TEKSTFRAGMENT ->
####################
ECLI:NL:GHAMS:2017:2885

Gerechtshof Amsterdam

Datum uitspraak
18 juli 2017
Publicatiedatum
20 juli 2017
Zaaknummer
200.207.105/01 NOT
Instantie
Gerechtshof Amsterdam
Type
Uitspraak
Rechtsgebied
Civiel recht
Procedures
  • Hoger beroep
Vindplaatsen
  • Rechtspraak.nl
AI samenvatting door LexboostAutomatisch gegenereerd

Klacht tegen een notaris over weigering afgifte van akten op basis van volmacht

In deze zaak heeft klager, die namens de heer [A] optrad, een klacht ingediend tegen notaris [notaris] wegens het weigeren van afgifte van akten op basis van een door hem getoonde volmacht. Klager heeft op 11 januari 2017 een beroepschrift ingediend tegen de beslissing van de kamer voor het notariaat in Arnhem-Leeuwarden, die op 16 december 2016 de klacht ongegrond had verklaard. De notaris had in september 2016 afschrift van stukken geweigerd, omdat klager geen partij was bij de akten en de volmacht niet geldig was. Het hof heeft de zaak op 4 mei 2017 in raadkamer behandeld, waarbij partijen niet verschenen. Het hof heeft de feiten vastgesteld op basis van de eerdere beslissing van de kamer, waartegen geen bezwaar was gemaakt door partijen.
####################
[Een gegevensblok]
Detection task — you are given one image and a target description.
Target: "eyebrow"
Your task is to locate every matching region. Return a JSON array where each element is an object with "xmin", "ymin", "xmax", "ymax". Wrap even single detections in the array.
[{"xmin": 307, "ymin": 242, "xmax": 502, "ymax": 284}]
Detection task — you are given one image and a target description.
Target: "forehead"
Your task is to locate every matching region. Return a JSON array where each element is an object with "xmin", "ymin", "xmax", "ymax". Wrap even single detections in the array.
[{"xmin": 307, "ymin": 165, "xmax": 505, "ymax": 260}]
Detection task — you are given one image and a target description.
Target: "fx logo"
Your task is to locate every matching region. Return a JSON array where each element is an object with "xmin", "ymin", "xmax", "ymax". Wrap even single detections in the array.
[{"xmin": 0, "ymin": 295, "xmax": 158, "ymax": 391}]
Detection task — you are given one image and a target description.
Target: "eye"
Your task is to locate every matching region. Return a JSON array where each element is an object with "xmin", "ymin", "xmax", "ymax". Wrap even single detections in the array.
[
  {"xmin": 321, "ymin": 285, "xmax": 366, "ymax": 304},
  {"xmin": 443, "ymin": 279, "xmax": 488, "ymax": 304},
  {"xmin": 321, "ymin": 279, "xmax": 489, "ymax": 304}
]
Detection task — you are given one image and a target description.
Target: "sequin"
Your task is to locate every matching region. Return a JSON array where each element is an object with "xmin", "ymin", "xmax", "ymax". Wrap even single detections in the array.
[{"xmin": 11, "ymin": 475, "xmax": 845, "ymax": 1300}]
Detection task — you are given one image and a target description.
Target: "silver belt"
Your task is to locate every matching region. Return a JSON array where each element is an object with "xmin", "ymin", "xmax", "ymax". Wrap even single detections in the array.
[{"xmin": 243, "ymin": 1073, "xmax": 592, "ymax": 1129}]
####################
OPDRACHT -> Op welke datum heeft de kamer voor het notariaat in Arnhem-Leeuwarden volgens het tekstfragment de klacht ongegrond verklaard? De regels vormen afzonderlijk materiaal, los van het tekstfragment.

RESULTAAT -> Op 16 december 2016.